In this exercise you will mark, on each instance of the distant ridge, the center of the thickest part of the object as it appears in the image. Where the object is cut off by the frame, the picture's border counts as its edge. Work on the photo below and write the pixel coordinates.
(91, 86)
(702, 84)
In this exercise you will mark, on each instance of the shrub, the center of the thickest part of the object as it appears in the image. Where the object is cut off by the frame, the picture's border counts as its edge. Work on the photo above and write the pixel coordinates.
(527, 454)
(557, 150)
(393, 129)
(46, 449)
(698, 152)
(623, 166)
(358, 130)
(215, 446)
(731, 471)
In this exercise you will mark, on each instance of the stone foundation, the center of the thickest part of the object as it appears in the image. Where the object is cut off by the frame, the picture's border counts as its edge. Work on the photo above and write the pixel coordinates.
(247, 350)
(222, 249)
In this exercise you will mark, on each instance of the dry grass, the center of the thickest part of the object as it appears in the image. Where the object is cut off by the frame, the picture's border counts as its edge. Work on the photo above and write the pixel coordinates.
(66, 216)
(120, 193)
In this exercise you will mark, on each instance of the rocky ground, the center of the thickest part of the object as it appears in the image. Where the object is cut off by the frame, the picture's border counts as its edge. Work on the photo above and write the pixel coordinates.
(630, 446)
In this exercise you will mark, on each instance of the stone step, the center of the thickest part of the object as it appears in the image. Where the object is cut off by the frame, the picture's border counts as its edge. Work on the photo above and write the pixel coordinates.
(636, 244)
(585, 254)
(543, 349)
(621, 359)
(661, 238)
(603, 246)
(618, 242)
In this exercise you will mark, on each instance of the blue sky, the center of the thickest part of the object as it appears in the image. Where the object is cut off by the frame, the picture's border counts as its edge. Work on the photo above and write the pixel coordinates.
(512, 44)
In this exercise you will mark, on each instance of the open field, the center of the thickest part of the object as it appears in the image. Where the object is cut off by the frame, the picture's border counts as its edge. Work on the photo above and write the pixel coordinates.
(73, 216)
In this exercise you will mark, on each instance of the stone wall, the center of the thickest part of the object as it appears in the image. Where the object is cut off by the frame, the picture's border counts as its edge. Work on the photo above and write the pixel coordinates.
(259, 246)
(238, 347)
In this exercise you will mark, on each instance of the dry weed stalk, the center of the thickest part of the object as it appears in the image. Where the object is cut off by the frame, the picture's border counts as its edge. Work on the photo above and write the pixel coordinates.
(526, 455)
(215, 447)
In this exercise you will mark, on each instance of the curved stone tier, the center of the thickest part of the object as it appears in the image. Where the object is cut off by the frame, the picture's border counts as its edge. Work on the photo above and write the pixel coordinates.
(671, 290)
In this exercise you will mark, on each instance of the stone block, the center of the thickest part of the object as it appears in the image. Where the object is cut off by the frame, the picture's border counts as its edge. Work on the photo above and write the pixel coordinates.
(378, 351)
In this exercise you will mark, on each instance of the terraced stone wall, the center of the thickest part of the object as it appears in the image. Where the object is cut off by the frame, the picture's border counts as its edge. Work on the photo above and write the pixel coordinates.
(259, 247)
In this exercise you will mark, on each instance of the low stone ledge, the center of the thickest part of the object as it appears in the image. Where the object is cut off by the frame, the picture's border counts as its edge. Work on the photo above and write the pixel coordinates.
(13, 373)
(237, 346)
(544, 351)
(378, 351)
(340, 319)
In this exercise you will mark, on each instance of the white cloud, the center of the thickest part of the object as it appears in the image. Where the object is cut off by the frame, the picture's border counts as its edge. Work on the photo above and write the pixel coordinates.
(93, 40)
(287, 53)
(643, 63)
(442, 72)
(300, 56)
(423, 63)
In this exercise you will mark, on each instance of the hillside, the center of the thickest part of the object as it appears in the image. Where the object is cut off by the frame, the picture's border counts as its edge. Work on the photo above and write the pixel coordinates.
○ ○ ○ ○ ○ ○ ○
WHAT IS BEING ASKED:
Repeat exactly, and only, the lines from the one containing "of the curved" through the end of the material.

THE ANSWER:
In this exercise you will mark, on each instance of the curved stone tier, the center of the thickest part of the object as it appears in the image. Where the object is cut off by the frame, the picture's border counts as its edge. Work on the photo above and write the pixel coordinates.
(671, 290)
In this exercise you will mark, on each instance of the stone block, the center of the thickest part of the object as it appears in the image. Where the object is cut off by the frame, the picture's border counts as its edge. Work on the photo above and write the pixel coordinates.
(378, 351)
In this exercise you will mark, on each instance of the terraced stone wall, the center of the thickest part of the object as it appears in the image. Where the object is cut off by the frame, the picture's border counts as its edge. Work on the photo above and write the pixel coordinates.
(259, 247)
In this exercise you will mark, on each instance of the low stone ledge, the center of the thickest part of the object as it appears in the image. Where the object is cut off by the frame, the picture's border counts as its edge. Work on the photo above and write the pixel coordinates.
(13, 373)
(237, 346)
(544, 351)
(378, 351)
(340, 319)
In this exercise you will mark, on each instance of the white cloud, the center of the thickest part of the object as it appears in the image. Where the object is cut off by the frame, the picture's border counts as its edge. Work on the photo above and write the pixel coordinates.
(93, 40)
(287, 53)
(643, 63)
(442, 72)
(300, 56)
(423, 63)
In this exercise you will mark, on each instance of the hillside, the center of the thickest part of the object as it appears in the image. Where the object is cut off by the frame, the picture's border counts as its edge. Work on the photo above and write the pixel coordinates.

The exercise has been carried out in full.